The task: All of the data below should be output exactly as given.

Records for this exercise Block Start

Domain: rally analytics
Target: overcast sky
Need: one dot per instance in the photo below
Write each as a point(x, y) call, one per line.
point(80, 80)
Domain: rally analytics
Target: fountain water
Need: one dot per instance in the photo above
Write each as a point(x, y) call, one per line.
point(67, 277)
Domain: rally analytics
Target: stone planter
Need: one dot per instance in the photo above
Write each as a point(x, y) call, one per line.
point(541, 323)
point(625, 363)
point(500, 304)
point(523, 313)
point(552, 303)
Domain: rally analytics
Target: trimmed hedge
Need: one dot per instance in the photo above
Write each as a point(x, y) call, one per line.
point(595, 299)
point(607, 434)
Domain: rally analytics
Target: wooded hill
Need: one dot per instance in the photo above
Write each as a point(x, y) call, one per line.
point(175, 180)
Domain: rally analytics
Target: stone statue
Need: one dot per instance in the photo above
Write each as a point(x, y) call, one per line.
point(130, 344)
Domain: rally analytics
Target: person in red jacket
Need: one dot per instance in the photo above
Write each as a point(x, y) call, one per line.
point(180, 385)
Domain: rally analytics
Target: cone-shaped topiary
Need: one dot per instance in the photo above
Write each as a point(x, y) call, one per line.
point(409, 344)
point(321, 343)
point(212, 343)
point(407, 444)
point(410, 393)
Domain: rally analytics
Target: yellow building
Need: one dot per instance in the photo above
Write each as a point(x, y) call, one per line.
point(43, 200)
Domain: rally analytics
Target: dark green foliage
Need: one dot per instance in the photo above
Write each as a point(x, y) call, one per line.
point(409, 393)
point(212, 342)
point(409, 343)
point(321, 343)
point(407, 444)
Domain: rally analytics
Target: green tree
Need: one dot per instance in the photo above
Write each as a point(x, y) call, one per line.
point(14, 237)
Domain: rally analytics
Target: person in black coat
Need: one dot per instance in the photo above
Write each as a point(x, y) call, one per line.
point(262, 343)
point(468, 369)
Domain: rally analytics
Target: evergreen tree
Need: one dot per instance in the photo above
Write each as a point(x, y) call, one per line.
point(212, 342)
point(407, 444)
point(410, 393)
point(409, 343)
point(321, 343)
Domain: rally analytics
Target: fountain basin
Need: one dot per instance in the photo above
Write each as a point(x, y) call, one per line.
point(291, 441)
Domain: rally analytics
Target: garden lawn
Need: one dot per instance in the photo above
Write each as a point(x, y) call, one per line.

Records for this exercise Block End

Exercise result:
Domain: rally analytics
Target: overcast sky
Need: one dot per instance in the photo below
Write each as a point(x, y) call, one per line.
point(80, 80)
Domain: rally analytics
Target: fountain water
Need: one dot per instance in the photo above
Write each as a point(x, y) call, one per line.
point(67, 277)
Domain: rally analytics
Target: stone planter
Need: one dot per instance in the photo above
Write each as a point(x, y) call, one per line.
point(541, 323)
point(625, 363)
point(500, 304)
point(523, 313)
point(552, 303)
Domain: rally analytics
Target: trimmed hedge
Need: one dot per instance in the photo above
Write each as a point(x, y) call, one per line.
point(595, 299)
point(607, 434)
Domain: rally analytics
Target: wooded hill
Need: one dot per instance in the photo above
Write each as a point(x, y) call, one per line.
point(175, 180)
Domain: rally analytics
Target: stone statue
Need: one dot per instance in the photo above
Write each as a point(x, y) call, one per line.
point(130, 344)
Domain: rally analytics
Target: person in red jacket
Need: one dot per instance in the photo above
Write each as a point(x, y) call, one per line.
point(180, 385)
Domain: rally analytics
Target: cone-shaped topiary
Need: one dot per instance in the photo above
Write each as a point(x, y) call, one per line.
point(409, 344)
point(321, 343)
point(212, 343)
point(407, 444)
point(410, 393)
Domain: rally analytics
Target: yellow building
Need: one dot per instance in the photo above
Write each as a point(x, y) call, one per line.
point(43, 200)
Domain: rally analytics
Target: dark green foliage
Need: one dot per instance in the photo above
Write each as a point(x, y) call, one per line.
point(409, 393)
point(212, 342)
point(409, 343)
point(321, 343)
point(407, 444)
Domain: rally analytics
Target: green tree
Need: one dot per instance in the photo above
Write each as a point(x, y) call, one per line.
point(14, 237)
Domain: rally analytics
Target: person in black coat
Need: one dot per instance in the photo above
Write each as a point(x, y) call, one per line.
point(262, 343)
point(468, 369)
Domain: rally analytics
Target: evergreen tree
Need: one dot per instance in the photo above
Write each as a point(x, y) call, one per line.
point(212, 342)
point(407, 444)
point(410, 393)
point(409, 343)
point(321, 343)
Domain: rally analytics
Target: fountain basin
Need: one dot per instance in the photo above
Write each as a point(x, y) call, one per line.
point(291, 441)
Domain: rally analytics
Target: garden lawn
Need: one dot per instance in the photo above
Write each as a point(x, y) call, one per line.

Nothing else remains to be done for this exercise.